Supplied passage ▸
* * * * * * *

Growing up, I knew huitlacoche as “corn smut”. It’s a fungus that grows out of corn. And I was terrified of it. It looked like zombie cobs of corn were invading the garden. Looking back now, I can see how my fears around corn smut were an early hint of the compulsive patterns I would evolve into OCD years later. Back then, I couldn’t touch anything that might have come into contact with the fungus. What if it started growing out of me?! 

Cob of corn with the fungus known as corn smut growing from the kernels, turning them from small yellow kernels into large white, bulbous, masses.
Huitlacoche in action. Or as I knew it growing up: corn smut. Photo from Shutterstock.

I hadn’t thought about corn smut in years, but when I arrived in Oaxaca this past winter, I kept noticing a menu item that was nearly as common as the ubiquitous crickets: huitlacoche. It’s a Nahuatl word and, me being super excited to explore traditional foods, I typed the word into Google image search, hoping for a special kind of chocolate or deep fried crickets, and right away: corn smut all over my phone.

I knew I had to take my inner child (who was terrified of corn smut) to eat some huitlacoche while we were in town.

* * * * * * *

Information given ▸
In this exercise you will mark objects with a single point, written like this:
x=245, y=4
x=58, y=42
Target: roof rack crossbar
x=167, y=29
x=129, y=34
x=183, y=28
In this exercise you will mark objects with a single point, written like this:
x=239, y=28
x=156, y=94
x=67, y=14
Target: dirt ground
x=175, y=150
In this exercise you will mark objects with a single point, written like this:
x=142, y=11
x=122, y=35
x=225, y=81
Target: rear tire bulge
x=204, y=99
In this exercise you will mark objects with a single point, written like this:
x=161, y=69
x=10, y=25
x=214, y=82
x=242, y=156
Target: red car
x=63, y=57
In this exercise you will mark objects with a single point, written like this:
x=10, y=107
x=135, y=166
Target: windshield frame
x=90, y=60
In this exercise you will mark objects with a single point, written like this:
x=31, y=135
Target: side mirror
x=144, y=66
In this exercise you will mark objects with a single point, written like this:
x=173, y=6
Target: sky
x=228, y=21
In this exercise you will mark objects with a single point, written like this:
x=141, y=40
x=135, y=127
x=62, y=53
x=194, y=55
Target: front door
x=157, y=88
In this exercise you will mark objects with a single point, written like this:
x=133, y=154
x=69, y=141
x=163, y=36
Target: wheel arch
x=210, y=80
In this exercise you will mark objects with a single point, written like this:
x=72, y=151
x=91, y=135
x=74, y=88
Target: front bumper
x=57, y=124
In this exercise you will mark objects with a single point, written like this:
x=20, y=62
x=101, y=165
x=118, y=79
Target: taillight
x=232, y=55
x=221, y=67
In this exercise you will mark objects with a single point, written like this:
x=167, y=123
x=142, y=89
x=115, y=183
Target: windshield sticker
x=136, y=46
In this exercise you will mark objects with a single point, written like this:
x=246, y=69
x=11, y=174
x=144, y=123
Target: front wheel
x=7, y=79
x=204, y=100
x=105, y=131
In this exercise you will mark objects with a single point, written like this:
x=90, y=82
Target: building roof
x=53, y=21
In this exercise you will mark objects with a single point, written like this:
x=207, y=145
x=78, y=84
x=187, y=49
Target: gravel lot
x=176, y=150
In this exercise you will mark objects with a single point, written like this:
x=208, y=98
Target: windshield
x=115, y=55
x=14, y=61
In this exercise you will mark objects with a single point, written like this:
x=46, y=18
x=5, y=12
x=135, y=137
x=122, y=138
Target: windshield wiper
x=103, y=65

* * * * * * *

What to produce ▸
Reproduce the full passage about huitlacoche, word for word from start to finish.

Response to this exercise ▸
Growing up, I knew huitlacoche as “corn smut”. It’s a fungus that grows out of corn. And I was terrified of it. It looked like zombie cobs of corn were invading the garden. Looking back now, I can see how my fears around corn smut were an early hint of the compulsive patterns I would evolve into OCD years later. Back then, I couldn’t touch anything that might have come into contact with the fungus. What if it started growing out of me?! 

Cob of corn with the fungus known as corn smut growing from the kernels, turning them from small yellow kernels into large white, bulbous, masses.
Huitlacoche in action. Or as I knew it growing up: corn smut. Photo from Shutterstock.

I hadn’t thought about corn smut in years, but when I arrived in Oaxaca this past winter, I kept noticing a menu item that was nearly as common as the ubiquitous crickets: huitlacoche. It’s a Nahuatl word and, me being super excited to explore traditional foods, I typed the word into Google image search, hoping for a special kind of chocolate or deep fried crickets, and right away: corn smut all over my phone.

I knew I had to take my inner child (who was terrified of corn smut) to eat some huitlacoche while we were in town.